## PROBLEM STATEMENT
Down to the last line, set down the listing below exactly, apart from its pictures.

+ + + +

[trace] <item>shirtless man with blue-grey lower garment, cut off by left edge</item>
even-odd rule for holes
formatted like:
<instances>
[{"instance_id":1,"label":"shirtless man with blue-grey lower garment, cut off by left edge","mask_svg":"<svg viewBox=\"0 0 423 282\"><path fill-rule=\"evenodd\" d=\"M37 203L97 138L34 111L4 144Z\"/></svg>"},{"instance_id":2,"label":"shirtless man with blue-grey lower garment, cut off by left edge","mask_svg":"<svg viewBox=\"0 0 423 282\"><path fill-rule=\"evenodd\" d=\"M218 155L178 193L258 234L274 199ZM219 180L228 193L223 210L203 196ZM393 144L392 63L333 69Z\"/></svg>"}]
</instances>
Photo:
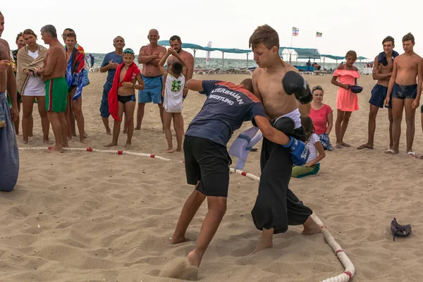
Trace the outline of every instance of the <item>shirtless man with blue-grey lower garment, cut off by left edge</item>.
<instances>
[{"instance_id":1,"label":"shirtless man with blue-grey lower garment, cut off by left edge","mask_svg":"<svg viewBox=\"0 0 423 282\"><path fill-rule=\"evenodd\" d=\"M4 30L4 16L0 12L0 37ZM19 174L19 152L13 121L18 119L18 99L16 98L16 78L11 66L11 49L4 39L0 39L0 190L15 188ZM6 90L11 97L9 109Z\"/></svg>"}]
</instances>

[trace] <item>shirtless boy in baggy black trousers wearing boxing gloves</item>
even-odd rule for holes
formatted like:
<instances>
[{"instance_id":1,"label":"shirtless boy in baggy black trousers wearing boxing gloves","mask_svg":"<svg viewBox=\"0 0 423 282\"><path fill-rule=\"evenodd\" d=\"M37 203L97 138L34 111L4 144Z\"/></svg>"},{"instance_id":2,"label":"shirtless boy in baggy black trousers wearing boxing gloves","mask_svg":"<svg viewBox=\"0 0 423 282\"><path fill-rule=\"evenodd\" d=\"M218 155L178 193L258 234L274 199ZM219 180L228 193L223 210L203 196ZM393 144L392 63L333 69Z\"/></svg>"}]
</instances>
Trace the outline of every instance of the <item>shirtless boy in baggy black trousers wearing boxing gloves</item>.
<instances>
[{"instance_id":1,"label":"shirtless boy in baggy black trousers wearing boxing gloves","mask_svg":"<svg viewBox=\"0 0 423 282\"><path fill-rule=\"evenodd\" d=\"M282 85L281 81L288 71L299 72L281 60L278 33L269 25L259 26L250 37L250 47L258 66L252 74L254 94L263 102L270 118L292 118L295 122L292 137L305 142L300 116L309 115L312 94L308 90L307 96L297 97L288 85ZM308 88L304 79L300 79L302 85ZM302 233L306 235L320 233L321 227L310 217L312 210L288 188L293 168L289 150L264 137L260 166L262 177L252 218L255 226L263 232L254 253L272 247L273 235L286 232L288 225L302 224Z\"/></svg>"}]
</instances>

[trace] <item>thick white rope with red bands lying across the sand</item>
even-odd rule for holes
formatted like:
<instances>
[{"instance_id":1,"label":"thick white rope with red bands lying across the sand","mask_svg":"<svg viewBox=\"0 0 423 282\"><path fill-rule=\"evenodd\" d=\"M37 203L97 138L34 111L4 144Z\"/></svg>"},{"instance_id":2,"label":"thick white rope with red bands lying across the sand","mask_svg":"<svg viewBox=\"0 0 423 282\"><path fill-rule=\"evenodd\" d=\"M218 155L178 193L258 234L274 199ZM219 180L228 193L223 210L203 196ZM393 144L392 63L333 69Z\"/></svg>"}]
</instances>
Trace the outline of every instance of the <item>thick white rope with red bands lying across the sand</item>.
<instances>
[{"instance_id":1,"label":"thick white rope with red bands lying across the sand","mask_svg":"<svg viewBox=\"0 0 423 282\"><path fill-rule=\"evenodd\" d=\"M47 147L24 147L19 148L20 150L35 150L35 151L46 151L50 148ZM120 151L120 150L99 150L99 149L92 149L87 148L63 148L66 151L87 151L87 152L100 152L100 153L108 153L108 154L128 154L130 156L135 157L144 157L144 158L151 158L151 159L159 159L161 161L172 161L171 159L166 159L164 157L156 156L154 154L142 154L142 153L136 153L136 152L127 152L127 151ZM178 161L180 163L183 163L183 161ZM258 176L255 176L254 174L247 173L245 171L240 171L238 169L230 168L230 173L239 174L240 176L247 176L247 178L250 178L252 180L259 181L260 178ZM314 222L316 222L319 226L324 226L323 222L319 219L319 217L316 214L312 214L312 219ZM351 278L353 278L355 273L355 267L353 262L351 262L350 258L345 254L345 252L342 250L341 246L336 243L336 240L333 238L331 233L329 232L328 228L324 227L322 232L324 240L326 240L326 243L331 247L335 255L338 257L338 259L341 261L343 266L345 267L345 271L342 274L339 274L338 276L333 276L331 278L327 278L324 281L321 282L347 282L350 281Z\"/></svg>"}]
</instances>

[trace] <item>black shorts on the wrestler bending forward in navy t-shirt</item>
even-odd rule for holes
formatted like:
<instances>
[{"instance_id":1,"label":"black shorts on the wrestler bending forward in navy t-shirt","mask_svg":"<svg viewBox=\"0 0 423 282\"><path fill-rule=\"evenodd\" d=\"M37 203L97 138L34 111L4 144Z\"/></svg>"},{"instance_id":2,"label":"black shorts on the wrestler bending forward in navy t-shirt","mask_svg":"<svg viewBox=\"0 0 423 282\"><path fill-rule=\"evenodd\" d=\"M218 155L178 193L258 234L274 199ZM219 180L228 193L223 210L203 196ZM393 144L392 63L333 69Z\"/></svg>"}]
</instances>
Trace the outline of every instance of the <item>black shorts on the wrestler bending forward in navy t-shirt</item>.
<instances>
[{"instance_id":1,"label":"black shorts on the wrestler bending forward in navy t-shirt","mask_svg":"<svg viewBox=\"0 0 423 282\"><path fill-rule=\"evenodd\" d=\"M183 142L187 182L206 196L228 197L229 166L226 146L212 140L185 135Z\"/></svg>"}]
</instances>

+ + + +

## RESPONSE
[trace] <item>shirtless man with blue-grey lower garment, cut off by left edge</item>
even-odd rule for holes
formatted like:
<instances>
[{"instance_id":1,"label":"shirtless man with blue-grey lower garment, cut off by left edge","mask_svg":"<svg viewBox=\"0 0 423 282\"><path fill-rule=\"evenodd\" d=\"M37 203L97 138L34 111L4 144Z\"/></svg>"},{"instance_id":2,"label":"shirtless man with blue-grey lower garment, cut off by left edge","mask_svg":"<svg viewBox=\"0 0 423 282\"><path fill-rule=\"evenodd\" d=\"M218 155L178 193L258 234L274 199ZM219 180L228 193L223 210L203 196ZM393 144L392 63L333 69Z\"/></svg>"}]
</instances>
Photo:
Trace the outline of every instance of the <item>shirtless man with blue-grey lower garment, cut off by left edge</item>.
<instances>
[{"instance_id":1,"label":"shirtless man with blue-grey lower garment, cut off by left edge","mask_svg":"<svg viewBox=\"0 0 423 282\"><path fill-rule=\"evenodd\" d=\"M4 30L4 16L0 12L0 37ZM19 174L19 152L13 121L18 119L18 99L16 98L16 78L11 66L11 49L4 39L0 39L0 190L15 188ZM6 90L11 97L9 109Z\"/></svg>"}]
</instances>

[trace] <item>shirtless boy in baggy black trousers wearing boxing gloves</item>
even-odd rule for holes
formatted like:
<instances>
[{"instance_id":1,"label":"shirtless boy in baggy black trousers wearing boxing gloves","mask_svg":"<svg viewBox=\"0 0 423 282\"><path fill-rule=\"evenodd\" d=\"M37 203L97 138L34 111L4 144Z\"/></svg>"},{"instance_id":2,"label":"shirtless boy in baggy black trousers wearing boxing gloves","mask_svg":"<svg viewBox=\"0 0 423 282\"><path fill-rule=\"evenodd\" d=\"M218 155L178 193L258 234L274 199ZM219 180L228 193L223 210L203 196ZM393 144L392 63L333 69Z\"/></svg>"}]
</instances>
Trace the outline of every instance of the <item>shirtless boy in baggy black trousers wearing boxing gloves</item>.
<instances>
[{"instance_id":1,"label":"shirtless boy in baggy black trousers wearing boxing gloves","mask_svg":"<svg viewBox=\"0 0 423 282\"><path fill-rule=\"evenodd\" d=\"M282 85L281 81L288 71L299 72L281 60L278 33L269 25L259 26L250 37L250 47L258 66L252 74L254 94L263 102L270 118L292 118L295 122L292 137L305 142L300 116L309 115L312 94L308 90L307 96L297 97L288 85ZM308 88L304 79L300 79L302 85ZM302 233L306 235L320 233L321 227L310 217L312 210L288 188L293 168L289 150L264 137L260 166L262 177L252 218L255 226L263 232L254 253L272 247L273 235L286 232L288 225L302 224Z\"/></svg>"}]
</instances>

[trace] <item>thick white rope with red bands lying across the sand</item>
even-odd rule for holes
formatted like:
<instances>
[{"instance_id":1,"label":"thick white rope with red bands lying across the sand","mask_svg":"<svg viewBox=\"0 0 423 282\"><path fill-rule=\"evenodd\" d=\"M37 203L97 138L34 111L4 144Z\"/></svg>"},{"instance_id":2,"label":"thick white rope with red bands lying across the sand","mask_svg":"<svg viewBox=\"0 0 423 282\"><path fill-rule=\"evenodd\" d=\"M218 155L178 193L258 234L274 199ZM219 180L228 193L223 210L203 196ZM393 144L392 63L333 69Z\"/></svg>"}]
</instances>
Trace the outline of every instance of the <item>thick white rope with red bands lying across the sand</item>.
<instances>
[{"instance_id":1,"label":"thick white rope with red bands lying across the sand","mask_svg":"<svg viewBox=\"0 0 423 282\"><path fill-rule=\"evenodd\" d=\"M47 147L24 147L19 148L20 150L35 150L35 151L46 151L50 148ZM120 151L120 150L99 150L99 149L92 149L87 148L63 148L66 151L87 151L87 152L100 152L100 153L108 153L108 154L128 154L130 156L135 157L144 157L144 158L151 158L151 159L159 159L161 161L172 161L171 159L166 159L164 157L156 156L154 154L142 154L142 153L136 153L136 152L127 152L127 151ZM178 161L180 163L183 163L183 161ZM258 176L255 176L254 174L247 173L245 171L240 171L238 169L230 168L230 173L239 174L240 176L247 176L247 178L250 178L252 180L259 181L260 178ZM314 222L316 222L319 226L324 226L323 222L319 219L319 217L316 214L312 214L312 219ZM351 278L353 278L355 273L355 267L353 262L351 262L350 258L345 254L345 252L342 250L341 246L336 243L336 240L333 238L331 233L329 232L328 228L324 227L322 232L324 240L326 240L326 243L331 247L335 255L338 257L338 259L341 261L343 266L345 267L345 271L342 274L339 274L338 276L333 276L331 278L327 278L324 281L321 282L347 282L350 281Z\"/></svg>"}]
</instances>

[trace] <item>black shorts on the wrestler bending forward in navy t-shirt</item>
even-odd rule for holes
formatted like:
<instances>
[{"instance_id":1,"label":"black shorts on the wrestler bending forward in navy t-shirt","mask_svg":"<svg viewBox=\"0 0 423 282\"><path fill-rule=\"evenodd\" d=\"M37 203L97 138L34 111L4 144Z\"/></svg>"},{"instance_id":2,"label":"black shorts on the wrestler bending forward in navy t-shirt","mask_svg":"<svg viewBox=\"0 0 423 282\"><path fill-rule=\"evenodd\" d=\"M218 155L178 193L258 234L274 199ZM219 180L228 193L223 210L203 196ZM393 144L392 63L333 69Z\"/></svg>"}]
</instances>
Trace the outline of every instance of the <item>black shorts on the wrestler bending forward in navy t-shirt</item>.
<instances>
[{"instance_id":1,"label":"black shorts on the wrestler bending forward in navy t-shirt","mask_svg":"<svg viewBox=\"0 0 423 282\"><path fill-rule=\"evenodd\" d=\"M183 142L187 182L206 196L228 197L229 166L226 146L212 140L185 135Z\"/></svg>"}]
</instances>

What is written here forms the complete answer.